WHAT IS NEEDED: Please rewrite the records below, substituting "coarse mask" for every "rough mask" and keeping everything else the same. Leave the pictures out of your answer.

Source data
"""
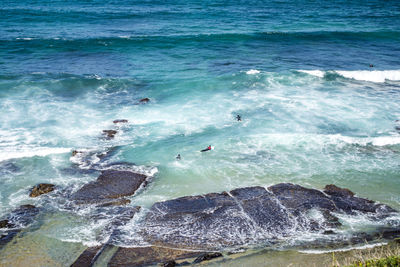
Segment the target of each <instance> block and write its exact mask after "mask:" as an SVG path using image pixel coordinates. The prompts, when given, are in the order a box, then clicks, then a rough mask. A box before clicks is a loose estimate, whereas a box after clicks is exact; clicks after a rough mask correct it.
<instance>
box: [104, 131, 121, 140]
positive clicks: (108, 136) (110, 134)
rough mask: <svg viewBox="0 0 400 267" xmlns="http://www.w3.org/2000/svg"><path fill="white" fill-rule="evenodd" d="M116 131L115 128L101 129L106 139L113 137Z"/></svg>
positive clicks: (115, 133)
mask: <svg viewBox="0 0 400 267" xmlns="http://www.w3.org/2000/svg"><path fill="white" fill-rule="evenodd" d="M117 133H118V132H117V131H116V130H103V135H105V136H106V138H107V139H111V138H114V137H115V135H116V134H117Z"/></svg>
"""
COMPLETED EXERCISE:
Segment the target of each <instance> block and write its exact mask after "mask:" as an SVG path using image pixel coordinates. The prompts, when given, are in the order a box, then clicks, then a coarse mask. A box before clicks is a loose estimate, whereas a box after clicks is exact; clicks after a coarse mask correct it.
<instance>
box: [104, 131, 121, 140]
positive clicks: (108, 136) (110, 134)
coarse mask: <svg viewBox="0 0 400 267" xmlns="http://www.w3.org/2000/svg"><path fill="white" fill-rule="evenodd" d="M116 131L115 128L101 129L106 139L113 137Z"/></svg>
positive clicks: (115, 133)
mask: <svg viewBox="0 0 400 267" xmlns="http://www.w3.org/2000/svg"><path fill="white" fill-rule="evenodd" d="M117 133H118V132H117V131H116V130H103V135H105V136H106V138H107V139H111V138H114V137H115V135H116V134H117Z"/></svg>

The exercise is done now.